The Co-operative Network of Building Researchers list, cnbr-l, saw a fresh enquiry today about authorship of journal papers. I was interested that the person who prompted the enquiry appears to be a rock climber. The essence of this question was this, I’d like to invite discussion of the (possibly contentious) issue of authorship of (journal) papers in construction management – particularly who is named as authors, and in what order, when PhD candidates or other new scholars write papers. This is an issue on which I have strong views, so I responded thus:
You raise a useful and interesting question. My own view is that authorship should not be simply a right of those in authority to have their name on things whether they contributed to them or not. For what it is worth, here is how I put it in a chapter of a recent book:
One worrying aspect of authorship is the question of whether all the authors actually contributed to the writing of the text in the paper. There are different traditions in different areas of science. For example, in some sciences, the head of the institution, the head of the research team, the technicians who provided the resources to enable the research are all cited as joint authors, even though they may have contributed none of the text. In other areas, only those who directly contributed text would be listed as authors. The latter tends to be the case in construction management, although there are some notable exceptions. Because we operate with different assumptions, there is confusion around this issue, and all authors should clarify who will be listed, and in what sequence, before they begin work on their papers, to avoid divisive and difficult arguments later in the process. One alternative to joint authorship, for someone who is not actually an author, is to include mention of them in the acknowledgements (Hughes, W.P. (2008) Getting your research published in refereed journals. In: Knight, A. and Ruddock, L (eds). Advanced Research Methods in the Built Environment, London: Wiley-Blackwell, 193-206)
To answer your questions directly, my opinion is that PhD students should be encouraged to write sole author papers, and it is the responsibility of the supervisor to help structure the paper, comment on drafts, and help see it through the publication process, in the role of supervisor, not in the role of co-author. But I know that this is not everyone’s preference. If a supervisor actually writes part of the paper, then of course that would justify co-authorship. However, in any serious evaluation of one person’s contribution to the field, such as a promotion panel, it is common to ask the candidate to indicate what percentage of each co-authored paper was contributed specifically by the candidate. This avoids any need to develop an algorithm for assessing the strength of authorship when there are multiple authors (as suggested by another respondent to your question).

### Information given
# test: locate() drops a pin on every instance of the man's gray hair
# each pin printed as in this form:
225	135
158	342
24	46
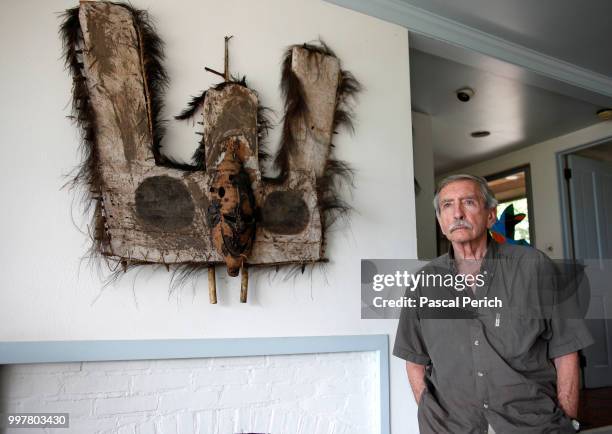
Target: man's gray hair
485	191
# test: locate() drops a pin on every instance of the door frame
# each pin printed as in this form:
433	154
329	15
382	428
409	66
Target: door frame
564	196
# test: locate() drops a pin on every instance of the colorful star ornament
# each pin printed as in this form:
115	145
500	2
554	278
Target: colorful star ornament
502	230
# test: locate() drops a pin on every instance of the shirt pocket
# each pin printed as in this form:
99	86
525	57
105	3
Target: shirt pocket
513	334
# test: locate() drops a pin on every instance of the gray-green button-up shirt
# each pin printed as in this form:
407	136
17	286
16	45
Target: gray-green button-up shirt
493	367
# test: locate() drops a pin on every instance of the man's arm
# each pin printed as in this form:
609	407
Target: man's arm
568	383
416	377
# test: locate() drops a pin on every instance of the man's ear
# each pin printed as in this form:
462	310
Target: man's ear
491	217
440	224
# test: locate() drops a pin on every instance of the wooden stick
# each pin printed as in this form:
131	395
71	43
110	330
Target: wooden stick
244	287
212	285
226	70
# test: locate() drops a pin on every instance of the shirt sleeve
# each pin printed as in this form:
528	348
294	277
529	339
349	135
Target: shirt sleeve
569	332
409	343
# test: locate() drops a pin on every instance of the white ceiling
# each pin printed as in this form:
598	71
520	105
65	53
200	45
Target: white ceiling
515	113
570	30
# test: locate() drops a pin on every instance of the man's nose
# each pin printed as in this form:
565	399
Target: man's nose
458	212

--

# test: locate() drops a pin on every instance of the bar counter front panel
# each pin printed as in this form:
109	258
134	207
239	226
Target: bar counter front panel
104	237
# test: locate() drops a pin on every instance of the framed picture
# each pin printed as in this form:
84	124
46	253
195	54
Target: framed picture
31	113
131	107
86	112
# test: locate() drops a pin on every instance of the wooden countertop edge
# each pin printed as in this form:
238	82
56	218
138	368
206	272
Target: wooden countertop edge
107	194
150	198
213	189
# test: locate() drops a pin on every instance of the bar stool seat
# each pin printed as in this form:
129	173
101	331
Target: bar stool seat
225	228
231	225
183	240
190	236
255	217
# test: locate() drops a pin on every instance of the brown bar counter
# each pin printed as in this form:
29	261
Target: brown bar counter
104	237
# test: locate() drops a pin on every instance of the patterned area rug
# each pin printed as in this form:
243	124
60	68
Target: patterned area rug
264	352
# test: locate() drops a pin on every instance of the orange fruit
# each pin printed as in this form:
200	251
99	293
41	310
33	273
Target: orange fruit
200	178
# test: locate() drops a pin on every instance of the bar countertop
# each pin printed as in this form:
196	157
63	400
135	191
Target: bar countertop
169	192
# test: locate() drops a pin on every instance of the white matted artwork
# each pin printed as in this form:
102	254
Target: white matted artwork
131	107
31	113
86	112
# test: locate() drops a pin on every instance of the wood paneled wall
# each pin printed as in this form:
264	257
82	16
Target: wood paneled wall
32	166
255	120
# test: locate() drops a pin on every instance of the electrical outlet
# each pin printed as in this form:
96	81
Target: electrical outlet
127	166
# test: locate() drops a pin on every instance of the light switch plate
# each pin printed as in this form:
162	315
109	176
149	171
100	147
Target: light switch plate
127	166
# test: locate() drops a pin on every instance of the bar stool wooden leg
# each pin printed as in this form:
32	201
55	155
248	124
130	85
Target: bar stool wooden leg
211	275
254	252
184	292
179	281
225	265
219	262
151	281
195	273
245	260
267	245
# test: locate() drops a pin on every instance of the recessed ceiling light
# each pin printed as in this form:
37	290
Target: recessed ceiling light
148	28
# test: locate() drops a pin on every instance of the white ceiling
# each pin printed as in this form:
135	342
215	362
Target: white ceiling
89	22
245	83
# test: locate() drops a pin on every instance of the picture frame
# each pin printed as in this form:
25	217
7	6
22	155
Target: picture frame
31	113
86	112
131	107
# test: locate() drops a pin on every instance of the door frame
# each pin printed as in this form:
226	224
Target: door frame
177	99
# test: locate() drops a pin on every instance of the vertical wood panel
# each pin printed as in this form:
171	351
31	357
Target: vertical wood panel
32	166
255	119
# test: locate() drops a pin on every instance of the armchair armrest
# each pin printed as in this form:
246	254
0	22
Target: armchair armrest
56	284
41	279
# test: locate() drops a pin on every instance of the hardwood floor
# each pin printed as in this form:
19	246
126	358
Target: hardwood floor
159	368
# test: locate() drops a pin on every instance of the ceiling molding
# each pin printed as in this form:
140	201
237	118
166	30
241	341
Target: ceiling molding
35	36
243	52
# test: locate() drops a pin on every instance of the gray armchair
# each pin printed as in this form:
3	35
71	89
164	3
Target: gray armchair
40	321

### Complete the following
a) In the post on journal paper authorship, why does the quoted book chapter say all authors should agree on who will be listed, and in what order, before they start writing?
b) Please carry on the post about authorship of journal papers with the next paragraph after its final sentence.

### Answers to each task
a) Different areas of science have different traditions about who counts as an author. Because people work from different assumptions, the issue causes confusion. Settling it beforehand avoids divisive and difficult arguments later in the process.

b)
This question is not a “construction management” issue, but an issue across all the sciences. You might be interested in a broader discussion here: http://www.councilscienceeditors.org/services/authorship.cfm where I particularly liked the opening sentence, “Studies of authorship in science suggest that traditional criteria for authorship no longer reflect the way research is actually done. Although published guidelines on authorship have existed for decades, investigations reveal that they are not followed consistently, and many researchers remain unaware of them.” I think many of us are unaware of the guidelines that already exist, and we are in danger of re-inventing the wheel, yet again! In the biomedical arena, for example, an “author” is generally considered to be someone who has made substantive intellectual contributions to a published study (http://www.icmje.org/index.html#author).
My advice is that all authors should clarify who will be listed, and in what sequence, before they begin work on their papers, to avoid divisive and difficult arguments later in the process. To help PhD students in such discussions with their supervisors, the links to more established sciences may be of use. And I think you are right to suggest that professors do not need lots of co-authored papers on their CVs, especially conference papers.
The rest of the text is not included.